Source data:
==============================

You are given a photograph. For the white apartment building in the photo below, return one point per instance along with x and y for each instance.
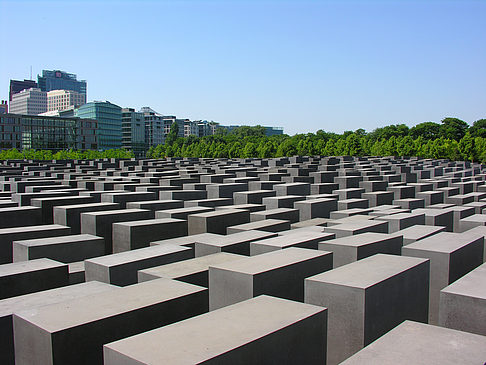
(64, 99)
(29, 101)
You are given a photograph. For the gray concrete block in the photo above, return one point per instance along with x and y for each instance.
(353, 248)
(238, 243)
(70, 215)
(156, 204)
(397, 222)
(291, 215)
(315, 208)
(451, 255)
(65, 249)
(308, 239)
(353, 204)
(20, 216)
(410, 203)
(267, 225)
(417, 232)
(181, 213)
(210, 203)
(74, 332)
(101, 223)
(253, 196)
(475, 220)
(137, 234)
(47, 205)
(193, 271)
(250, 207)
(280, 274)
(225, 190)
(462, 304)
(292, 189)
(26, 277)
(121, 268)
(262, 330)
(357, 227)
(376, 198)
(286, 201)
(34, 300)
(216, 221)
(421, 344)
(368, 298)
(8, 235)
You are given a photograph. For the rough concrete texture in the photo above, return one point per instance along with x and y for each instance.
(177, 217)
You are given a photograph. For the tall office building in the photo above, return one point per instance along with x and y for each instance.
(60, 80)
(109, 117)
(29, 101)
(156, 126)
(17, 86)
(3, 107)
(45, 132)
(133, 131)
(64, 99)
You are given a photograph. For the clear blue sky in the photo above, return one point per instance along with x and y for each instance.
(302, 65)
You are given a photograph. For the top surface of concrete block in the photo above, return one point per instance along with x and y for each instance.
(361, 239)
(269, 261)
(27, 266)
(214, 333)
(368, 271)
(46, 297)
(445, 242)
(191, 266)
(421, 344)
(68, 314)
(136, 255)
(472, 284)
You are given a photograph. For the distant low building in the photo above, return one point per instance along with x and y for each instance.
(29, 101)
(47, 133)
(64, 99)
(109, 117)
(3, 107)
(133, 131)
(60, 80)
(17, 86)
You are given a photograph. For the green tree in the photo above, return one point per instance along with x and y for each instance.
(453, 128)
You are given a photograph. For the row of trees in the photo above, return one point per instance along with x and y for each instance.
(452, 139)
(15, 154)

==============================

What the task asks: Please copy the data above exactly, omitting the pictures.

Output for this exercise:
You are given a photograph. For the white apartment building in the photo below, return one point per instance along with x and y for each instance.
(64, 99)
(29, 101)
You are given a photograph. For the gray concrete block in the photo above, return one point per instance along with x and y for each instance.
(353, 248)
(238, 243)
(70, 215)
(156, 204)
(397, 222)
(291, 215)
(315, 208)
(451, 255)
(65, 249)
(308, 239)
(353, 204)
(20, 216)
(410, 203)
(267, 225)
(417, 232)
(181, 213)
(210, 203)
(74, 332)
(101, 223)
(253, 196)
(475, 220)
(137, 234)
(47, 205)
(193, 271)
(250, 207)
(280, 274)
(225, 190)
(462, 304)
(292, 189)
(26, 277)
(121, 268)
(262, 330)
(357, 227)
(376, 198)
(286, 201)
(34, 300)
(216, 221)
(421, 344)
(368, 298)
(8, 235)
You are given a photograph. For the rough concrete texture in the photo above, return one point per instance along with x and y for each instance.
(177, 217)
You are given a photograph. For the tall office building in the photo above, return one point per instance along with x and y for each instance.
(60, 80)
(109, 117)
(29, 101)
(156, 126)
(17, 86)
(3, 107)
(45, 132)
(133, 131)
(64, 99)
You are given a photograph. For the clear blue sky in the photo above, return one point per instance along with x and y for each instance.
(302, 65)
You are given a photograph. For the top surface of concrete block in the photo above, return one point per instance along with x and y for each instance.
(361, 239)
(269, 261)
(27, 266)
(214, 333)
(368, 271)
(46, 297)
(445, 242)
(191, 266)
(421, 344)
(68, 314)
(136, 255)
(472, 284)
You are given a photograph. For the distant low building in the photo above, return one point per instance along with x and y for each instance.
(29, 101)
(47, 133)
(64, 99)
(109, 117)
(3, 107)
(133, 131)
(60, 80)
(17, 86)
You are given a photograph. For the green tree in the photo above, return one point per instance along with x and y for each instance.
(453, 128)
You are given a photograph. For the row of trees in the photo above, return one point per instance along with x and y for each instance.
(452, 139)
(15, 154)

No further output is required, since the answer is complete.